REQUIRED TASK: From the data below, pick out and copy every line that contains the word "head".

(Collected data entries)

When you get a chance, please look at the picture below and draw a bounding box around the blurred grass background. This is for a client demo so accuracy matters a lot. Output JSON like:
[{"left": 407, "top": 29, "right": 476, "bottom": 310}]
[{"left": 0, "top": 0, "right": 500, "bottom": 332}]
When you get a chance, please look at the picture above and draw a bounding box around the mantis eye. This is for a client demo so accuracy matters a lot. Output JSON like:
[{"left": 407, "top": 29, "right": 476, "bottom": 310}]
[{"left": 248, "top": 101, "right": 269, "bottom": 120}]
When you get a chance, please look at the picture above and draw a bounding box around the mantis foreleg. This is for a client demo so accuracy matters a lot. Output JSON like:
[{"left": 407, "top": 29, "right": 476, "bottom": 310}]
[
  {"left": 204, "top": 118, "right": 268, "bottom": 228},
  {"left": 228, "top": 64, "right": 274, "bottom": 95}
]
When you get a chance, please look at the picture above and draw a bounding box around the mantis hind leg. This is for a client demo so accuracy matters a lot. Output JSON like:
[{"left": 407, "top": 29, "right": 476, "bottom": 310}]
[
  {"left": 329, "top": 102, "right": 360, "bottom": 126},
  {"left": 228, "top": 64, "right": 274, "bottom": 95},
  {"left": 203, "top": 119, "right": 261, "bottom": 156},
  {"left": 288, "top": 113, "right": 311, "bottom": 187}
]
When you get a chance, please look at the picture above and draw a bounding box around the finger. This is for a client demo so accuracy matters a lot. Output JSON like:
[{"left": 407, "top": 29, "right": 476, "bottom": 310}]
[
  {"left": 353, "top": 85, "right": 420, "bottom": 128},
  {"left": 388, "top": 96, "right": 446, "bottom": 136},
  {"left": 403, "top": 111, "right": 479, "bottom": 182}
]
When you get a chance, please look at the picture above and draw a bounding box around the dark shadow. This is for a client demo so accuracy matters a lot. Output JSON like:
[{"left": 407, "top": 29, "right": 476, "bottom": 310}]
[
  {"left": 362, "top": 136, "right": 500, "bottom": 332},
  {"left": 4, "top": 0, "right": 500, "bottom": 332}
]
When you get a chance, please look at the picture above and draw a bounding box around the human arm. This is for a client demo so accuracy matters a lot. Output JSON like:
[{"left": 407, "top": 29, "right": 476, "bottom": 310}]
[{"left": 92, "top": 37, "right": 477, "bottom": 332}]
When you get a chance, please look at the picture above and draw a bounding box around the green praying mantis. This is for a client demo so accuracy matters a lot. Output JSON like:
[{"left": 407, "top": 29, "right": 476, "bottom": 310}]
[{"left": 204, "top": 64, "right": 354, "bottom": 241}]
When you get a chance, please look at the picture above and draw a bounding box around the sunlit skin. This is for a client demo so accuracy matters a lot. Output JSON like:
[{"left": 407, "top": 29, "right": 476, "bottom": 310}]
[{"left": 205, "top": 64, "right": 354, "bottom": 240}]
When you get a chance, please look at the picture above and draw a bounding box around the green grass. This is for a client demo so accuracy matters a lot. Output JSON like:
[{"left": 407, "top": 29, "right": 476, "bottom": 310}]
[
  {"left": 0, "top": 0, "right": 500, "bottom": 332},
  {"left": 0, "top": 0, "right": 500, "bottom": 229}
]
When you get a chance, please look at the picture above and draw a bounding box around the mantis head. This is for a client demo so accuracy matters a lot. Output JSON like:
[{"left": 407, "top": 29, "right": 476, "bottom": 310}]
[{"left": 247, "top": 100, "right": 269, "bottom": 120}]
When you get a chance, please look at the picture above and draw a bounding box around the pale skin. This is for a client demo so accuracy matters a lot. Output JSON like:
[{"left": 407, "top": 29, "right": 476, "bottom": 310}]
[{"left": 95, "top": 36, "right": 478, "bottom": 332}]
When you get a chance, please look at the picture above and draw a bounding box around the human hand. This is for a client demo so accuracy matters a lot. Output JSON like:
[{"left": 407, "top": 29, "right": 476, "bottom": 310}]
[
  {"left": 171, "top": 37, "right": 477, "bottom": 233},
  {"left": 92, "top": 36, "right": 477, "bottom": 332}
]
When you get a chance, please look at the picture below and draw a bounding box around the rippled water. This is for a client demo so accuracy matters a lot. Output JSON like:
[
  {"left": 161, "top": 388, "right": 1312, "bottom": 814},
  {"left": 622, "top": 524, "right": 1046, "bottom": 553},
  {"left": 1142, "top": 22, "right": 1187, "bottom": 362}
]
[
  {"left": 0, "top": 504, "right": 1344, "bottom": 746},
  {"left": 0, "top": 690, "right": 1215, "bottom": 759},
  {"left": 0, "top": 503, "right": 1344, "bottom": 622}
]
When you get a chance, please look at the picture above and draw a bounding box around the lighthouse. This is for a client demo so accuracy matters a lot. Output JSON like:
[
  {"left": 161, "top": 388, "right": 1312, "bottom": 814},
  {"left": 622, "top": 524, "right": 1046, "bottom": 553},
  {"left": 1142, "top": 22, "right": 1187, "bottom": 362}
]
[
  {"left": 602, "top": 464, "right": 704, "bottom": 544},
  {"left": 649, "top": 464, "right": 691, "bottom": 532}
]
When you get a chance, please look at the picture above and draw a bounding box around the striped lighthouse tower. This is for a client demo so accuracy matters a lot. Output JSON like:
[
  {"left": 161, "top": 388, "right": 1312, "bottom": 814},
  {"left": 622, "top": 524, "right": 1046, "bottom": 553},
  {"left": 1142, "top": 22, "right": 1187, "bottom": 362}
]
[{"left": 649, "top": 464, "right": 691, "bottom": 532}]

REPLY:
When you get a chance, please look at the picture above and draw a bounding box around the mantis head. This is for a client demo so accuracy matters a lot. Output JSON like:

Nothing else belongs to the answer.